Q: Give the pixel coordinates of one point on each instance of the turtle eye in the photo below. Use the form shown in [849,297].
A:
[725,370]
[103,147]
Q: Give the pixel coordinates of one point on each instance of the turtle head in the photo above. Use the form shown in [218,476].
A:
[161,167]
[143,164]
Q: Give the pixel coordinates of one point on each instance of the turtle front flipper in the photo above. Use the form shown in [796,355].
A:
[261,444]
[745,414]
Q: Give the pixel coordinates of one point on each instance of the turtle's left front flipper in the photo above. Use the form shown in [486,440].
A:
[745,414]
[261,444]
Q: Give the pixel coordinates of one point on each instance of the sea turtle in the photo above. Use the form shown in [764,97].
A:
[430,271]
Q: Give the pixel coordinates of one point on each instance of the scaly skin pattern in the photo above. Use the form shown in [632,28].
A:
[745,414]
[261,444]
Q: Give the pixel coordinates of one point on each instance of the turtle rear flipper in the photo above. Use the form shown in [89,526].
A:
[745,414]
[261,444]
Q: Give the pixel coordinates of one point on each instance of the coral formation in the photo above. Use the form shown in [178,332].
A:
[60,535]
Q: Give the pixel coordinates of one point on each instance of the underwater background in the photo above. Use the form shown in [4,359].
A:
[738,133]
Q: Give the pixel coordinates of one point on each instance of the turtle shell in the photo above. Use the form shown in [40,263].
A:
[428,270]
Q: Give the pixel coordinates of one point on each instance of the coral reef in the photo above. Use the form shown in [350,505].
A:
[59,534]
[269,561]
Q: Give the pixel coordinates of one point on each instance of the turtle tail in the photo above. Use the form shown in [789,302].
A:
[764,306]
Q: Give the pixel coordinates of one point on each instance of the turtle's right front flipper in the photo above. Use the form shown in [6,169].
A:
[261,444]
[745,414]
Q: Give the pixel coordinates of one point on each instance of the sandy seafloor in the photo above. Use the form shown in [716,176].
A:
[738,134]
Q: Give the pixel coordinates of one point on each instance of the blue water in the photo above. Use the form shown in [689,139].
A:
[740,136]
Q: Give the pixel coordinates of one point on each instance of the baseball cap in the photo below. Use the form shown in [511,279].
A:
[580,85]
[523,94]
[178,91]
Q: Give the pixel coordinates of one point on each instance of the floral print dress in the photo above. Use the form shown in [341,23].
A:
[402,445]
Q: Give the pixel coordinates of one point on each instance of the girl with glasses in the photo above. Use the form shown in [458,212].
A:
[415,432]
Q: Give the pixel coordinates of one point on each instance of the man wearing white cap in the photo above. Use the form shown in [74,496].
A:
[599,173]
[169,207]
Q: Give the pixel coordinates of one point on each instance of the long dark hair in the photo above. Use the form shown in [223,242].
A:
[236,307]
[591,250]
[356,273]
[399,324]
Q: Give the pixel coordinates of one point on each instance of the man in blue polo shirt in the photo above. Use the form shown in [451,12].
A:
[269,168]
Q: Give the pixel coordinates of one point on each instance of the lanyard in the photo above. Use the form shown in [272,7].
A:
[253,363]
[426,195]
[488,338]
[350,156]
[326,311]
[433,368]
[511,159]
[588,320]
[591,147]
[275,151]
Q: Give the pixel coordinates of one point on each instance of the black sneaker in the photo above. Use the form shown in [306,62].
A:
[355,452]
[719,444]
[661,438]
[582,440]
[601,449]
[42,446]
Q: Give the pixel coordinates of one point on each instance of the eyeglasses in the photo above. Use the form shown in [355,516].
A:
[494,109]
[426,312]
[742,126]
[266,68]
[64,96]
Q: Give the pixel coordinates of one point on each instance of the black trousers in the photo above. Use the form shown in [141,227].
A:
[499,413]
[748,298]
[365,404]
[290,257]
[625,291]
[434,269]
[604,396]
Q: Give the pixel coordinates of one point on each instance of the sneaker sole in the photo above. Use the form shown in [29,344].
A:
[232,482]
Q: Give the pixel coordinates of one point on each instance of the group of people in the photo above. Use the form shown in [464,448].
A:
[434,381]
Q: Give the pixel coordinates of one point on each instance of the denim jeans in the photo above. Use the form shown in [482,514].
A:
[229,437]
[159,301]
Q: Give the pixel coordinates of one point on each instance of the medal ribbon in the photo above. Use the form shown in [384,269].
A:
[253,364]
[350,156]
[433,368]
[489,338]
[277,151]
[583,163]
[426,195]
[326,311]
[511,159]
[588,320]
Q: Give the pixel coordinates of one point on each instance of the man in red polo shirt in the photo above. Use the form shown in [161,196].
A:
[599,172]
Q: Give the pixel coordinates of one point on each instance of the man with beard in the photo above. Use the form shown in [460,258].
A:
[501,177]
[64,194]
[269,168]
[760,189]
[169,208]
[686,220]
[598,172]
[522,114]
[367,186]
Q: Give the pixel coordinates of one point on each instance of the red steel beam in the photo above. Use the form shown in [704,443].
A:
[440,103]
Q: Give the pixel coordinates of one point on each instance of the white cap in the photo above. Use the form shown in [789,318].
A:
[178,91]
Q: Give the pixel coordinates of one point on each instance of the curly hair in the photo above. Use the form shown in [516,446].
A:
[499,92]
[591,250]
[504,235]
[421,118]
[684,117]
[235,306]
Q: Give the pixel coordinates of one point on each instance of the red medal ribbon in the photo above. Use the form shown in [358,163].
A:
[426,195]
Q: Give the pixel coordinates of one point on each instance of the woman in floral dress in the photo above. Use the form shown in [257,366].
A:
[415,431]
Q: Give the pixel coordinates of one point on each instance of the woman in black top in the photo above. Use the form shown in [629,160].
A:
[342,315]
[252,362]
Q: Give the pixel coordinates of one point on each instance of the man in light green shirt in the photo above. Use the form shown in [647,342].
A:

## Job
Reproduce every entry shown above, precisely as it stands.

## Exercise response
Q: Give the pixel coordinates of one point on each instance of the turtle eye in the photo below. Use the form shown in [849,297].
A:
[725,370]
[103,147]
Q: Give the pixel coordinates of one point on each instance of the turtle head in the photo above. Use the form shown in [218,476].
A:
[161,167]
[143,164]
Q: Give the pixel coordinates of one point on each instance of the turtle front flipper in the photo above. Use the form shown in [796,355].
A:
[261,444]
[745,414]
Q: Give the pixel coordinates of one point on each instance of the turtle's left front flipper in the photo above. Use the form shown in [486,440].
A:
[745,414]
[261,444]
Q: Give the pixel coordinates of one point on each instance of the sea turtle in the photo above. Use the form shown in [764,97].
A:
[430,271]
Q: Give the pixel coordinates of one point on each instance of the scaly skin pattern in the photo above. Use the form shown in [632,28].
A:
[745,414]
[261,444]
Q: Give the pixel coordinates of one point on each instance of the turtle rear flipper in the photo above. Use the form shown in [89,526].
A:
[745,414]
[261,444]
Q: Give the pixel coordinates of one point on each instance of the coral formation in the photo above. Use the form shown in [178,332].
A:
[60,535]
Q: Give the pixel coordinates of one point on each instance of the underwater background in the photo above. Use the form shown in [4,359].
A:
[738,133]
Q: Give the pixel coordinates of one point on each instance of the turtle shell in the photo above. Use the form shown in [40,263].
A:
[428,270]
Q: Give the pixel coordinates of one point on each instance of the coral reef in the photo above. Use the form shown in [350,505].
A:
[59,534]
[269,561]
Q: Give the pixel coordinates of one point on each instance of the turtle tail in the photo above. Use the form shown in [789,302].
A:
[764,306]
Q: Give the pixel coordinates of one point on each instance of the turtle's right front flipper in the photo above. Use the form shown in [6,169].
A:
[261,444]
[745,414]
Q: Give the pixel coordinates of one point on each instance of the sandy seafloor in the photo above. Use the form shown in [716,176].
A:
[738,134]
Q: Give the pixel coordinates of one point on each instance of the blue water in the photo above. Use the form shown in [689,139].
A:
[740,136]
Q: Give the pixel coordinates of one point on each instance of the baseball cap in the photo below. Use the form shown in [511,279].
A:
[580,85]
[523,94]
[178,91]
Q: Give the pixel coordinates of one point on each instance of the floral print dress in the photo above. Use the form shown in [341,23].
A:
[402,445]
Q: Give the pixel coordinates of one point on each instance of the girl with glasses in the photo above. Use the form shown in [458,212].
A:
[415,432]
Q: Give the pixel coordinates of one point on each instance of the man wearing white cap in the photo above. Use the form shown in [74,496].
A:
[599,173]
[169,207]
Q: Give the pixel coordinates of one point on each instance of the long dark hair in the photo above. Use the form shown in [223,242].
A:
[236,307]
[591,250]
[356,273]
[399,324]
Q: Give the pixel coordinates of one point on each instance of the man in blue polo shirt in the photo above. Use the form shown in [451,12].
A:
[269,168]
Q: Give the pixel coordinates of one point on each instance of the lanyard in the photo above. Use the form shown in [272,7].
A:
[253,363]
[426,195]
[488,338]
[350,156]
[326,311]
[433,368]
[511,159]
[588,320]
[591,147]
[275,151]
Q: Give the pixel coordinates of one point on each instance of the black sneaker in the photo above. Use the form shown in [306,62].
A:
[355,452]
[719,444]
[661,438]
[582,440]
[601,449]
[42,446]
Q: Give the pixel coordinates of one point on each instance of the eyeglasses in the photo above. Use the form shown in [355,516].
A:
[494,109]
[426,312]
[742,126]
[266,68]
[64,96]
Q: Give the pixel coordinates of one point on each instance of the black trousers in the photo above. Use the form shown in [141,227].
A:
[499,413]
[748,298]
[365,404]
[290,257]
[625,291]
[434,269]
[604,396]
Q: Give the pixel coordinates of one point on each instance of the sneaker sole in the photo above. Use the form shown in [29,344].
A:
[232,482]
Q: Give the pixel coordinates of one point on each instance of the group of people in the photo above. Use the form shown in [464,448].
A:
[434,381]
Q: Give the pixel coordinates of one point on each instance of the denim jeans in the photo above. Use the form shown in [482,514].
A:
[229,437]
[159,301]
Q: Give the pixel coordinates of one point on each instance of the medal ribbon in the photo above. Use the form shown in [384,269].
A:
[253,364]
[350,156]
[433,368]
[489,338]
[277,151]
[583,163]
[426,195]
[326,311]
[511,159]
[588,320]
Q: Give the pixel coordinates of one point on each instance of the man in red polo shirt in the photo above. Use the form shown in [161,196].
A:
[599,172]
Q: Give the pixel coordinates of one point on each instance of the man with beard in the photo above. Use the form shown in [460,258].
A:
[501,177]
[64,194]
[269,168]
[760,189]
[169,208]
[686,220]
[598,172]
[522,114]
[367,186]
Q: Give the pixel coordinates of one point on each instance of the red steel beam in the photo above. Use the form shown in [704,443].
A:
[440,103]
Q: Give the pixel coordinates of one point on each instance of the white cap in the photo above. Use the form shown in [789,318].
A:
[178,91]
Q: Give the pixel coordinates of one point on each instance of the curly hair in the photo above. Use the form shown in [516,446].
A:
[499,92]
[591,250]
[504,235]
[421,118]
[684,117]
[235,306]
Q: Give the pixel coordinates of one point on each instance of the red medal ribbon in the photo above. Use the form shown in [358,163].
A:
[426,195]
Q: Give the pixel coordinates of one point on each instance of the woman in floral dress in the photo above. Use the form shown in [257,366].
A:
[415,431]
Q: Give the pixel coordinates of one point on each instance of the woman in black top in the photo above. Use the form shown in [629,160].
A:
[342,315]
[252,362]
Q: Give the pixel coordinates of one point on each instance of the man in light green shirt in the photo above. Use the form shown in [647,342].
A:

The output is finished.